Task item:
Retyping the data exactly is the task. Include every line.

Entries provided:
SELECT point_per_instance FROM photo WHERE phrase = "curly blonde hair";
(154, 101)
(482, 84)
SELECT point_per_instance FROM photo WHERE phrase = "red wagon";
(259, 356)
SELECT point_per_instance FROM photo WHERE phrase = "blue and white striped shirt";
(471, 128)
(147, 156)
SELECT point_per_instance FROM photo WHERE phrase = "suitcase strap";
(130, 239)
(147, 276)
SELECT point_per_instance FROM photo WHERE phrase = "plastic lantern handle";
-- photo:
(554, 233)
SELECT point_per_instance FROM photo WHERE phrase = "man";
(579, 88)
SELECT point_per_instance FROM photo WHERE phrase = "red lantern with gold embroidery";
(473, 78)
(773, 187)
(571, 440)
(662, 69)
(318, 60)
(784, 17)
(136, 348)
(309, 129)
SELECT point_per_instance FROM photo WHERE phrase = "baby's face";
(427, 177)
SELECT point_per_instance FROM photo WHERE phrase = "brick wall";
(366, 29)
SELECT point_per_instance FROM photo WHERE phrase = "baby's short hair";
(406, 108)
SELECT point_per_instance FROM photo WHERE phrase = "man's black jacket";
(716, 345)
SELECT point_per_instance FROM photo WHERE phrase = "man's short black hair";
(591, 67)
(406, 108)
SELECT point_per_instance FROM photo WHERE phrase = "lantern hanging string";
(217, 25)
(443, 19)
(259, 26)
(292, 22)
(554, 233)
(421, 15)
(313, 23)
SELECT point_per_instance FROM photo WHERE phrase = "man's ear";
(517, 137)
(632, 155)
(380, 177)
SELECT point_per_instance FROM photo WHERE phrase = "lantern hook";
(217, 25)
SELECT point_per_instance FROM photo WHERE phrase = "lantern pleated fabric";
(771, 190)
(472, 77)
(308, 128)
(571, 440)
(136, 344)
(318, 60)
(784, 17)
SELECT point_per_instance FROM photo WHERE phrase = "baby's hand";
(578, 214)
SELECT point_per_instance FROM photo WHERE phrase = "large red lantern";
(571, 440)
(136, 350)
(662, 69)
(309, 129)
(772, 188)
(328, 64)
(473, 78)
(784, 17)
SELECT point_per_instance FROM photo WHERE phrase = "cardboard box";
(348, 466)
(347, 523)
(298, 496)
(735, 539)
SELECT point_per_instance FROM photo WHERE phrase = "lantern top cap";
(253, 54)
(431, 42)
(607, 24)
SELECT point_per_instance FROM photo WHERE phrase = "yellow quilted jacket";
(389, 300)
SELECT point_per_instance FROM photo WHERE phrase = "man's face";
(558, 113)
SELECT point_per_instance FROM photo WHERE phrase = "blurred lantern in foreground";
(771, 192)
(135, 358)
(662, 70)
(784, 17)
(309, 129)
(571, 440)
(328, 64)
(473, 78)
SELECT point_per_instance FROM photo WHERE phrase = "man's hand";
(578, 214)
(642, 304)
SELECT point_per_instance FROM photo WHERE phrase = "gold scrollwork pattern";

Response:
SELECT point_per_instance FROM photo WHERE phrase = "curly blonde hair";
(154, 101)
(482, 84)
SELECT point_per_instance FROM photo WHERE phrase = "red wagon";
(259, 356)
SELECT point_per_instance FROM photo WHERE phrase = "blue and white striped shirt";
(471, 128)
(147, 156)
SELECT point_per_instance FROM photo WHERE phrase = "suitcase strap";
(130, 239)
(147, 276)
SELECT point_per_instance FROM photo WHERE phrase = "plastic lantern handle";
-- photo:
(554, 233)
SELECT point_per_instance FROM photo WHERE phrase = "man";
(579, 88)
SELECT point_per_instance FROM photo WHERE phrase = "red lantern with gold embroidery";
(473, 78)
(773, 187)
(571, 440)
(662, 69)
(318, 60)
(784, 17)
(136, 348)
(309, 129)
SELECT point_per_instance FROM photo WHERE phrase = "baby's face";
(427, 177)
SELECT point_per_instance FROM photo WHERE phrase = "brick wall";
(366, 29)
SELECT point_per_instance FROM photo WHERE phrase = "baby's short hair";
(406, 108)
SELECT point_per_instance FROM photo WHERE phrase = "man's black jacket";
(716, 345)
SELECT point_per_instance FROM photo WHERE phrase = "man's short black hair";
(591, 67)
(406, 108)
SELECT point_per_instance FROM photo WHERE phrase = "lantern hanging string";
(217, 25)
(443, 19)
(259, 26)
(292, 22)
(554, 233)
(421, 15)
(313, 23)
SELECT point_per_instance FROM photo WHERE phrase = "man's ear";
(517, 137)
(632, 155)
(380, 177)
SELECT point_per_instance FROM photo WHERE phrase = "lantern hook";
(217, 25)
SELECT point_per_instance FROM photo WHERE phrase = "lantern pleated fabric";
(771, 190)
(472, 77)
(308, 128)
(571, 440)
(136, 344)
(318, 60)
(784, 17)
SELECT point_per_instance FROM photo WHERE phrase = "baby's hand";
(578, 214)
SELECT point_per_instance FROM photo WHERE phrase = "large red lantern";
(571, 440)
(136, 350)
(662, 69)
(309, 129)
(772, 188)
(328, 64)
(473, 78)
(784, 17)
SELECT point_per_instance FROM photo WHERE phrase = "cardboard box";
(348, 466)
(347, 523)
(298, 496)
(735, 539)
SELECT point_per_instance FROM photo WHERE phrase = "lantern top cap";
(253, 54)
(431, 42)
(607, 24)
SELECT point_per_instance FROM photo WHERE phrase = "yellow quilted jacket";
(389, 300)
SELECT point_per_instance FROM photo WHERE phrase = "man's face";
(558, 113)
SELECT point_per_instance FROM photo WHERE phrase = "blurred lantern in foreground";
(771, 192)
(135, 358)
(662, 70)
(784, 17)
(309, 129)
(571, 440)
(328, 64)
(473, 78)
SELECT point_per_instance FROM photo WHERE phrase = "man's hand";
(578, 214)
(642, 304)
SELECT point_per_instance FROM photo WHERE phrase = "gold scrollwork pattern";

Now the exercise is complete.